(ZIELSETZUNG 1):
Wem ist der Film GLORIA! laut dem Textauszug über diesen Film gewidmet?
(ZIELSETZUNG 2):
Aktualisieren Sie im Textauszug über den Film GLORIA! den Abschnitt von „So nach und“ bis einschließlich „anerkannt zu werden.“, indem Sie „Debütfilm“ durch „Erstlingsfilm“ ersetzen, und geben Sie den Abschnitt anschließend wieder.
(ZIELSETZUNG 3):
Übertragen Sie den Satz „Dort wurden sie in Musik ausgebildet, um in der Kirche zur Ehre Gottes zu spielen.“ aus dem Textauszug über den Film GLORIA! ins Englische.

(TEXTAUSZUG):
So nach und nach kommen auch die Wettbewerbsfilme der letzten Berlinale in unsere Kinos. Das sind nicht immer preisgekrönte cineastische Sonderfälle, aber oft überraschende Kinostücke, die sich anzusehen unbedingt lohnt. Übrigens kassiert dieser Film zurzeit auf zahlreichen internationalen Festivals Auszeichnungen als Debütfilm, Preise für Musik, Darsteller und Regie, dazu Jury- und Kritikerpreise.
GLORIA! ist der Debütfilm der Regisseurin, Autorin, Schauspielerin, Komponistin und Sängerin Margherita Vicario, deren Film den zahlreichen Musikerinnen gewidmet ist, die nie eine Chance hatten, öffentlich anerkannt zu werden.
Die Mädchen, Insassen eines Waiseninstituts in Venedig um 1800, haben dort für die Kirchenmusik zu sorgen, und ein neuartiges Pianoforte animiert sie zu aufsässigem Musizieren.
Gibt es für Ihren Film einen historischen Hintergrund?
Margherita Vicario:
„Ganz genau, er bezieht sich wirklich auf Institute, die es damals gab, und eines der berühmtesten war das von Vivaldi geleitete. Es waren religiöse, aber öffentliche Einrichtungen, die von der venezianischen Staatskasse für Waisen oder unterprivilegierte Frauen, verlassene Frauen etc. geführt wurden. Dort wurden sie in Musik ausgebildet, um in der Kirche zur Ehre Gottes zu spielen. Es war auch eine Quelle ihres Lebensunterhalts. Also basiert es absolut auf Realität, obwohl dies eine fiktive Geschichte ist.“
Die Regisseurin lässt sich mit typisch italienischer Musikalität mitreißen und mischt in die seriöse Kirchenmusik der Mädchen, die der alte überforderte Kapellmeister Perlina für den Papstbesuch nicht bewältigt, locker modernere Passagen, was zwar einige Kritiker während der Berlinale wiederum irritierte, dem Film aber das richtige Tempo gibt – und eben genau diese italienische Musikalität…
Margherita Vicario:
„Nun, das ist wirklich das Thema des Films. Wenn der Ausgangspunkt realistisch ist, wird der surrealere, kreativere Teil an die Musik delegiert. Es ist schließlich ein Film über die Kreativität dieser Frauen, die an diesen Orten eingesperrt waren, und von denen wir nie erfahren würden. Sie waren großartige Künstlerinnen, aber wir werden nie wirklich wissen, was sie gespielt, was sie komponiert haben, was ihr tiefer persönlicher Ausdruck war. Ich habe da angesetzt, aber dann ist es ein Spiel, und zwar indem ich sie auf diesem neuartigen Klavier improvisieren ließ.

(BEREITGESTELLTE DATEN):
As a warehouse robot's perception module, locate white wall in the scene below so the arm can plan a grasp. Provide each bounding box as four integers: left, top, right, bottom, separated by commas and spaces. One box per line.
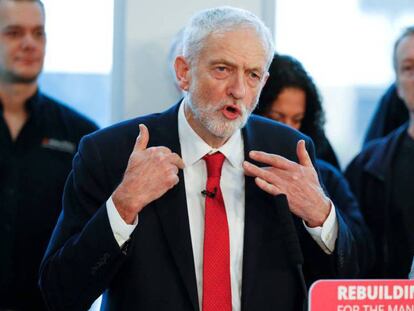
112, 0, 275, 122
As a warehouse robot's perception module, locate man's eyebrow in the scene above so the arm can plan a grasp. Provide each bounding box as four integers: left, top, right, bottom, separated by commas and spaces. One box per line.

(SCHRIFTLICHE ANTWORT 1):
Den zahlreichen Musikerinnen, die nie eine Chance hatten, öffentlich anerkannt zu werden.

(SCHRIFTLICHE ANTWORT 2):
So nach und nach kommen auch die Wettbewerbsfilme der letzten Berlinale in unsere Kinos. Das sind nicht immer preisgekrönte cineastische Sonderfälle, aber oft überraschende Kinostücke, die sich anzusehen unbedingt lohnt. Übrigens kassiert dieser Film zurzeit auf zahlreichen internationalen Festivals Auszeichnungen als Erstlingsfilm, Preise für Musik, Darsteller und Regie, dazu Jury- und Kritikerpreise.
GLORIA! ist der Erstlingsfilm der Regisseurin, Autorin, Schauspielerin, Komponistin und Sängerin Margherita Vicario, deren Film den zahlreichen Musikerinnen gewidmet ist, die nie eine Chance hatten, öffentlich anerkannt zu werden.

(SCHRIFTLICHE ANTWORT 3):
There they were trained in music in order to play in church to the glory of God.